EXTRAIT FOURNI:
Le principe du dispositif est également remis en cause par la Cour des Comptes. L’obligation appliquée aux fournisseurs d’énergie est directement transmise à leurs clients, c’est-à-dire principalement les ménages. L’institution supérieure de contrôle estime ainsi à 164 € le coût supporté par chaque ménage, en 2023, pour financer le dispositif. La tendance à la hausse du volume d’obligation périodes après périodes impacte donc chaque année un peu plus les consommateurs.

 

Recommandations de la Cour des Comptes

 

Au vu de ces éléments, la Cour des Comptes laisse envisager une suppression du dispositif. Dans le cas contraire, de nombreuses réformes structurelles seraient nécessaires afin d’aligner le dispositif avec les objectifs de réduction de la consommation énergétique du pays. Ces réformes viseraient à stabiliser le dispositif, rapprocher les économies théoriques des économies réelles, réduire les risques de fraudes et améliorer la transparence du dispositif. En ce sens, les rapporteurs préconisent de :

 

  • Soumettre au Parlement le niveau précis d’obligation d’économies d’énergie pour chaque période quinquennale dans la loi portant la stratégie française pour l’énergie et le climat ;
  • Arrêter les paramètres structurants du dispositif dans la programmation pluriannuelle de l’énergie ;
  • Supprimer le financement des programmes ;
  • Renforcer les études de gisement préalables et les évaluations en y consacrant une part du coût total du dispositif ;
  • Inclure dans les dossiers de demande de certificats les informations essentielles à l’évaluation du dispositif ;
  • Asseoir le dispositif sur les économies d’énergie réelles et en publier annuellement les résultats ;
  • Définir et mettre en œuvre un plan d’actions renforcé de lutte contre la fraude aux CEE.

 

Pour autant, la Cour des Comptes ne se limitent pas à ces simples recommandations, mais propose également quatre scénarios, possédant chacun des avantages et inconvénients :

  • Remplacer le dispositif actuel par des fonds budgétaires ;
  • Cibler le dispositif sur la rénovation énergétique des ménages précaires ;
  • Cibler le dispositif sur les marchés des professionnels, bailleurs sociaux et collectivités territoriales ;
  • Convertir le dispositif en certificats d’économies carbone.

 

Fonds budgétaires

 

La Cour des Comptes propose de supprimer ce dispositif et de renforcer à la place les enveloppes budgétaires des outils existants, tels que MaPrimeRénov’, les fonds de décarbonation, les dotations aux collectivités territoriales et les financements pour le logement social. Elle précise que ces enveloppes pourraient être alimentées par une contribution financière obligatoire des fournisseurs d’énergie, qui remplacerait les obligations actuelles. Cette solution est proche des dispositifs espagnols et danois.

 

Rénovation énergétique des ménages précaires

 

La logique de massification d’opérations standardisées apparaissant peu adaptée au secteur industriel, une solution pourrait être de cibler les CEE sur la rénovation énergétique dans le résidentiel, et plus spécifiquement auprès des ménages précaires. Cette proposition aurait comme avantages de réduire les gaz à effet de serre du résidentiel et proposer une transition plus juste. Elle pourrait s’adapter à MaPrimeRénov’ et le Pôle National des CEE (PNCEE) pourrait être rattaché intégralement à l’Agence Nationale de l’Habitat (Anah).

ÉNONCÉ:
Pouvez-vous prolonger l'extrait sur les recommandations de la Cour des Comptes à partir de sa dernière phrase ?

[Entrées de données enregistrées]
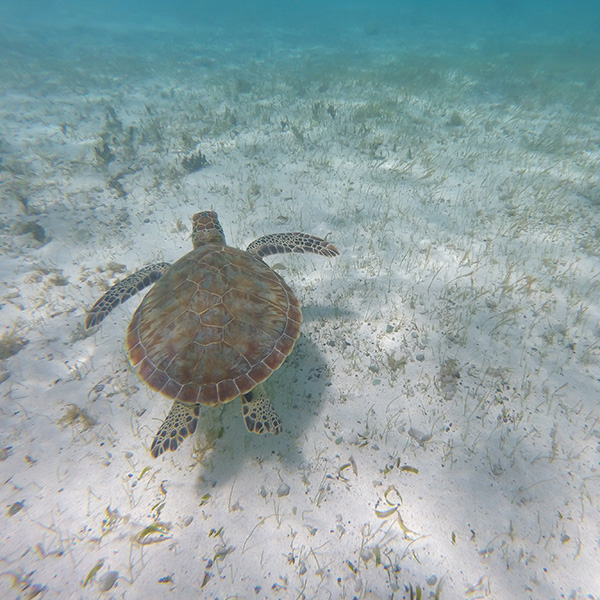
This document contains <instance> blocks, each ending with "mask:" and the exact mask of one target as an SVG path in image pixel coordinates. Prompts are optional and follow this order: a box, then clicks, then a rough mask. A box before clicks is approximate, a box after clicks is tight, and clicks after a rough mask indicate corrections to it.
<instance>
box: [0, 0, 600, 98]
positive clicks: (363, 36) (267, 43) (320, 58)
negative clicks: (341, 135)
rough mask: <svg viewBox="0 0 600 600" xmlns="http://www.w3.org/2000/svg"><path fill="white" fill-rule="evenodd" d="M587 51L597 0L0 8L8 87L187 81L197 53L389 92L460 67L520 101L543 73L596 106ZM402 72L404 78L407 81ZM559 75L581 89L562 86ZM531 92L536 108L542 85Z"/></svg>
mask: <svg viewBox="0 0 600 600" xmlns="http://www.w3.org/2000/svg"><path fill="white" fill-rule="evenodd" d="M199 57H200V58H199ZM598 57H600V3H598V2H596V1H593V0H578V1H575V2H569V1H567V0H557V1H554V2H552V1H547V0H546V1H544V0H539V1H534V0H530V1H517V0H487V1H485V0H479V1H477V0H469V1H467V0H464V1H450V0H441V1H440V0H438V1H434V0H422V1H419V2H417V1H408V0H405V1H396V2H392V1H390V0H387V1H385V0H376V1H369V2H367V1H359V0H353V1H341V0H335V1H334V0H331V1H323V0H319V1H317V0H295V1H291V0H286V1H283V2H282V1H273V0H261V1H252V2H250V1H247V0H246V1H244V0H226V1H224V2H208V1H200V0H197V1H191V0H176V1H173V2H169V3H166V2H148V1H129V2H120V1H116V0H113V1H107V2H97V3H92V2H77V1H71V2H66V1H53V2H50V1H46V0H44V1H42V0H39V1H33V0H28V1H26V2H17V1H8V0H5V1H4V2H2V3H1V4H0V77H1V79H2V80H3V82H4V85H5V86H6V88H7V89H13V88H17V89H19V88H22V87H23V86H25V87H27V86H28V85H30V84H32V82H33V81H34V80H35V81H36V83H40V79H42V80H43V79H44V73H51V72H53V73H54V75H58V76H59V77H60V79H61V81H63V82H64V83H65V84H67V82H68V81H69V77H70V76H72V83H75V81H76V80H77V78H78V76H79V75H81V74H82V72H85V71H87V72H89V73H90V74H96V75H97V74H100V73H102V74H104V75H106V76H107V77H118V76H121V75H122V76H123V77H125V78H132V77H133V78H135V77H140V76H142V77H143V76H149V75H150V74H154V75H156V74H157V73H159V72H161V71H162V70H164V71H166V72H169V73H172V71H173V66H174V65H176V68H177V69H178V71H179V72H180V73H181V75H182V77H185V76H189V75H190V72H189V71H188V68H189V67H190V66H191V65H192V63H193V61H194V60H196V61H198V60H199V61H200V62H202V60H208V61H210V66H213V65H217V66H219V65H220V66H222V67H226V66H234V67H236V68H240V69H247V74H248V76H252V77H255V78H261V79H264V78H265V77H267V78H280V79H282V80H286V78H288V79H290V80H297V79H303V80H311V79H313V80H314V81H319V80H320V79H322V78H324V77H325V78H327V79H331V77H334V78H336V79H338V80H339V79H343V78H344V77H347V78H349V79H352V78H354V77H356V75H357V73H359V74H360V76H361V77H365V78H366V79H369V80H371V81H373V80H376V81H378V82H380V83H386V84H391V85H398V86H400V87H406V86H407V85H411V84H414V85H418V84H419V83H423V81H424V79H425V80H426V79H427V74H428V73H429V74H431V72H432V71H435V76H432V78H430V80H429V84H430V85H436V78H439V76H440V75H441V76H442V78H443V77H444V74H447V73H449V72H453V71H456V70H459V71H461V72H463V73H464V74H465V75H467V76H469V77H471V78H472V79H473V81H474V82H475V83H474V86H473V89H472V90H470V92H471V93H476V94H480V95H481V96H482V97H485V98H488V99H491V100H494V99H496V100H500V99H508V100H509V101H511V102H512V101H514V100H515V94H517V92H516V90H517V89H519V92H518V94H517V95H518V96H519V97H521V95H522V94H524V93H525V94H535V93H536V90H535V89H526V88H527V87H528V86H527V85H526V83H527V81H528V80H530V79H531V78H532V77H538V78H539V77H540V76H542V77H543V78H544V79H545V80H546V83H548V82H549V81H551V80H553V81H556V82H558V83H562V84H564V86H565V87H564V88H563V89H557V90H555V92H556V94H557V95H558V96H561V95H562V94H564V93H565V91H568V92H569V93H570V92H571V91H572V92H573V93H574V94H575V95H576V96H577V97H578V98H576V103H577V105H578V106H583V105H585V106H587V108H589V109H590V110H593V109H594V107H595V106H596V105H597V100H598V94H599V93H600V92H599V91H598V83H597V82H598V78H599V77H600V74H599V70H600V67H599V66H598V65H599V64H600V60H598ZM421 61H425V62H424V63H422V62H421ZM490 63H492V64H493V68H492V67H490ZM399 65H401V66H402V68H401V69H398V68H397V67H398V66H399ZM74 66H76V67H77V69H78V72H77V73H75V72H74V71H73V69H72V68H73V67H74ZM196 66H197V63H196ZM205 66H206V65H205ZM407 68H409V69H412V70H413V71H414V75H415V79H414V80H411V79H408V80H407V79H406V78H405V75H406V73H405V71H406V69H407ZM325 72H326V74H324V73H325ZM399 72H401V73H402V74H401V75H398V73H399ZM193 73H194V70H193V69H192V71H191V74H193ZM213 73H214V70H213ZM51 79H52V78H51ZM570 83H575V84H576V85H577V86H578V89H572V90H567V87H568V86H569V84H570ZM437 85H441V81H440V80H438V81H437ZM559 88H560V86H559ZM417 91H418V90H417ZM554 95H555V94H554V92H553V94H552V96H554ZM538 96H539V97H538V100H539V102H541V103H542V105H543V104H544V103H545V102H546V101H547V100H548V94H547V89H544V90H539V93H538ZM516 99H517V100H518V98H516ZM563 100H564V101H565V102H569V99H568V98H563Z"/></svg>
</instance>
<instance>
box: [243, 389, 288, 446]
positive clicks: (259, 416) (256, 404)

RÉSULTAT ATTENDU:
 

À l’inverse, cette solution ignore les enjeux de réduction de la consommation énergétique dans les autres secteurs. Cette mesure nécessiterait un accompagnement poussé des ménages précaires afin de limiter l’effet rebond.

 

Cette option est celle retenue par les Britanniques depuis 2022.

 

Marchés des professionnels, bailleurs sociaux et collectivités territoriales

 

Cette solution, à l’opposé de la précédente, consiste à cibler le dispositif sur les bénéficiaires professionnels. Elle permettrait de simplifier le dispositif et de s’assurer des véritables économies d’énergies car ces acteurs assurent en générale un pilotage et un suivi de leurs consommations. Elle permettrait également de limiter la fraude, qui est largement orientée sur le secteur résidentiel.

 

Pourtant, il n’est pas avéré que cette orientation permettrait d’atteindre les objectifs de réduction de la consommation énergétique tels que définis dans la directive européenne relative à l’efficacité énergétique.

Cette solution se rapproche du dispositif italien.

 

Certificats d’économies carbone

 

L’enjeu majeur de la politique nationale actuelle étant la neutralité carbone en 2050 (Stratégie Nationale Bas Carbone), il pourrait être pertinent d’intégrer ce volet au sein du dispositif actuel. Cette disposition est d’ailleurs rendue possible par l’article 38 de la loi Energie-Climat de 2019. L’ADEME s’est penchée sur cette option, mais considère qu’une transformation profonde du système en ce sens ferait courir le risque de perturber fortement son fonctionnement, pour un impact carbone faible. Toujours selon elle, le plus simple pour aller dans ce sens serait d’intégrer le contenu carbone de chaque énergie dans le calcul servant à fixer les coefficients des niveaux d’obligation. L’introduction d’une composante carbone aurait l’avantage de rééquilibrer les actions vers le secteur du transport et de l’agriculture.

 

Pour autant, ici aussi des inconvénients persistent, notamment le fait que la réduction des consommations est l’étape nécessaire pour couvrir les besoins par des énergies décarbonées. D’autres outils existants, comme les dispositifs de quotas carbone qui vont s’étendre au transport et aux bâtiments en 2027, sont centrés sur le carbone.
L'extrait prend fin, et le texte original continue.